Retype each of the following entries character for character, preserving every line in its original order.

# # #

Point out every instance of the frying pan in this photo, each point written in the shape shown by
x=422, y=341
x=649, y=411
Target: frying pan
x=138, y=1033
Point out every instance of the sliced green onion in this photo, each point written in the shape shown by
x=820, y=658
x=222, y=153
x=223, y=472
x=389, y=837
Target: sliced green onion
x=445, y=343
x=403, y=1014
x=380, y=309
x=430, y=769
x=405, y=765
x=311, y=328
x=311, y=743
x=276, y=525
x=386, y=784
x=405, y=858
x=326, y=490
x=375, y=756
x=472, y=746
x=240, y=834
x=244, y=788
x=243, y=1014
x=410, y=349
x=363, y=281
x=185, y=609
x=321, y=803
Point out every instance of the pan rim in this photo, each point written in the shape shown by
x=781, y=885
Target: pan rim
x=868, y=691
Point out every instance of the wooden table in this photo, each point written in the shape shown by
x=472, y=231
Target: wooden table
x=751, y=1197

# # #

- [Result for this exercise]
Point out every instance of the frying pan in this photo, each point written in the shape shown by
x=422, y=341
x=649, y=411
Target: frying pan
x=138, y=1033
Point out every instance of the sliced green onion in this photo, each point written in the shape shown by
x=820, y=658
x=222, y=153
x=223, y=472
x=389, y=837
Target: sliced green onion
x=445, y=343
x=403, y=1014
x=380, y=309
x=430, y=769
x=405, y=765
x=311, y=328
x=311, y=743
x=276, y=525
x=386, y=784
x=405, y=858
x=326, y=490
x=375, y=756
x=472, y=746
x=240, y=834
x=244, y=788
x=243, y=1014
x=410, y=349
x=363, y=281
x=185, y=609
x=321, y=803
Point out every instance of the pan rim in this photo, each point written in the shape shown by
x=781, y=885
Target: pan rim
x=868, y=691
Point out every instance of the wooden table in this photo, each point written in the shape shown by
x=472, y=231
Target: wooden table
x=751, y=1197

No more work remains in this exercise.